= EXCERPTED PASSAGE =

Remote Online Teaching Equipment
Laptop and Webcam
Having a dedicated room or space to set up your teaching area is ideal. This allows for a quiet place to teach your lessons. The first piece of equipment you need is a computer. Laptops work best. A laptop gives you the flexibility to take your work anywhere. Make sure your computer has a decent webcam. Most laptops come with one built-in. It should preferably be an HD camera capable of at least 720p resolution. An external webcam can also be added on through the USB port if your computer does not have one or the one you have is not suitable.
If you have written work to share with students, a document camera is an excellent option. It allows your online students to view the document. Many of these cameras also double as a web camera. You could again turn an existing web camera into one by mounting it to a tripod or stand.
A wireless microphone or headset gives you the flexibility to teach from anywhere around the room. This way, you are not bound by the internal microphone on the laptop. It also keeps you from straining your voice. The receiver plugs into the mini mic jack of your computer.
An external monitor is helpful if you plan on sharing your computer screen with your students. The monitor enables you to see your students on the big screen and keep tabs on what they are doing. This frees up the desktop of your computer so it can be shared and viewed by the students remotely. Most computers will have an HDMI port to connect to the monitor. Some older computers may only have a VGA port, so be sure the monitor takes that connection. If you are using a Mac computer, you might need to use a mini display port adapter to hook up an HDMI cable.

= TASK 1 =
Repeat the passage on remote online teaching equipment word for word, from its title to its final sentence.

[Records of labeled boxes]

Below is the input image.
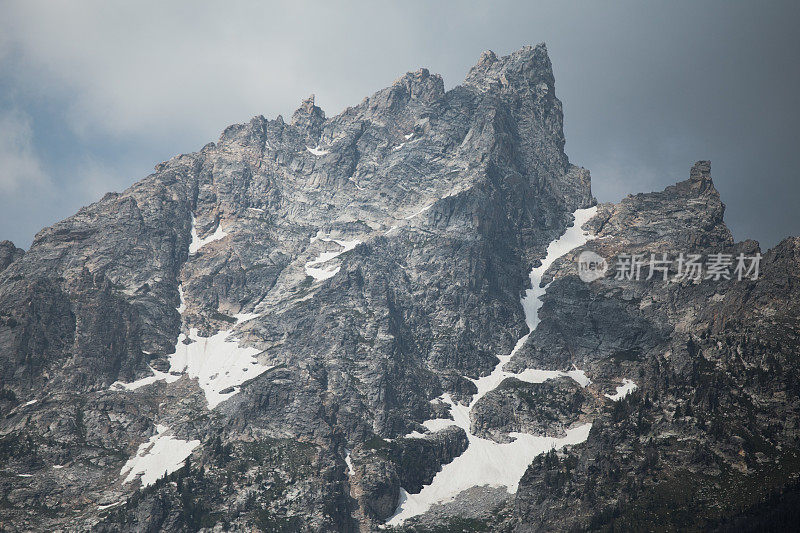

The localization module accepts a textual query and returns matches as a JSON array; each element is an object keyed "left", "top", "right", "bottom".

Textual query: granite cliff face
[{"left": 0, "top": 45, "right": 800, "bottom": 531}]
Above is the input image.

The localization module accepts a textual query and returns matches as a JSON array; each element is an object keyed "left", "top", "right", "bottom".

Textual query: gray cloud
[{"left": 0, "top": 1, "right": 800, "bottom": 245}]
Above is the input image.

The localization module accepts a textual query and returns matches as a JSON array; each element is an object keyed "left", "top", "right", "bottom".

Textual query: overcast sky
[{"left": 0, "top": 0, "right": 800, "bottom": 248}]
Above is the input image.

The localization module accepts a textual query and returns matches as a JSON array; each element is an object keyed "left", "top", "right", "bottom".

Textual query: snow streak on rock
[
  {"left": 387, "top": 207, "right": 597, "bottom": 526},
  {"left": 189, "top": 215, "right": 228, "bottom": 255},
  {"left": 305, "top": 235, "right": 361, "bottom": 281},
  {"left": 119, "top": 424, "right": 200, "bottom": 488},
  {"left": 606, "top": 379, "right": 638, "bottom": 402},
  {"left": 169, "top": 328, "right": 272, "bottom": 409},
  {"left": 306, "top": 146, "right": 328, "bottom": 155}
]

= TASK 2 =
Rewrite all of the records of labeled boxes with "localization module" replaced by "detection tool" in every spot and everything else unchanged, leaving out the pictures.

= EXERCISE ANSWER 1 =
Remote Online Teaching Equipment
Laptop and Webcam
Having a dedicated room or space to set up your teaching area is ideal. This allows for a quiet place to teach your lessons. The first piece of equipment you need is a computer. Laptops work best. A laptop gives you the flexibility to take your work anywhere. Make sure your computer has a decent webcam. Most laptops come with one built-in. It should preferably be an HD camera capable of at least 720p resolution. An external webcam can also be added on through the USB port if your computer does not have one or the one you have is not suitable.
If you have written work to share with students, a document camera is an excellent option. It allows your online students to view the document. Many of these cameras also double as a web camera. You could again turn an existing web camera into one by mounting it to a tripod or stand.
A wireless microphone or headset gives you the flexibility to teach from anywhere around the room. This way, you are not bound by the internal microphone on the laptop. It also keeps you from straining your voice. The receiver plugs into the mini mic jack of your computer.
An external monitor is helpful if you plan on sharing your computer screen with your students. The monitor enables you to see your students on the big screen and keep tabs on what they are doing. This frees up the desktop of your computer so it can be shared and viewed by the students remotely. Most computers will have an HDMI port to connect to the monitor. Some older computers may only have a VGA port, so be sure the monitor takes that connection. If you are using a Mac computer, you might need to use a mini display port adapter to hook up an HDMI cable.

= EXERCISE ANSWER 2 =
Below is the input image.

The detection tool accepts a textual query and returns matches as a JSON array; each element is an object keyed "left", "top", "right", "bottom".

Textual query: granite cliff face
[{"left": 0, "top": 45, "right": 800, "bottom": 531}]
Above is the input image.

The detection tool accepts a textual query and returns matches as a JSON array; each element is an object keyed "left", "top", "right", "bottom".

Textual query: gray cloud
[{"left": 0, "top": 1, "right": 800, "bottom": 245}]
Above is the input image.

The detection tool accepts a textual query and returns matches as a JSON array; each element is an object keyed "left", "top", "right", "bottom".

Textual query: overcast sky
[{"left": 0, "top": 0, "right": 800, "bottom": 248}]
Above is the input image.

The detection tool accepts a textual query and returns matches as a JSON array; each element is an object keyed "left", "top", "right", "bottom".

Textual query: snow streak on rock
[
  {"left": 387, "top": 207, "right": 597, "bottom": 526},
  {"left": 189, "top": 215, "right": 228, "bottom": 255},
  {"left": 305, "top": 235, "right": 361, "bottom": 281},
  {"left": 119, "top": 424, "right": 200, "bottom": 488},
  {"left": 606, "top": 379, "right": 638, "bottom": 402},
  {"left": 169, "top": 328, "right": 272, "bottom": 409},
  {"left": 306, "top": 146, "right": 328, "bottom": 155}
]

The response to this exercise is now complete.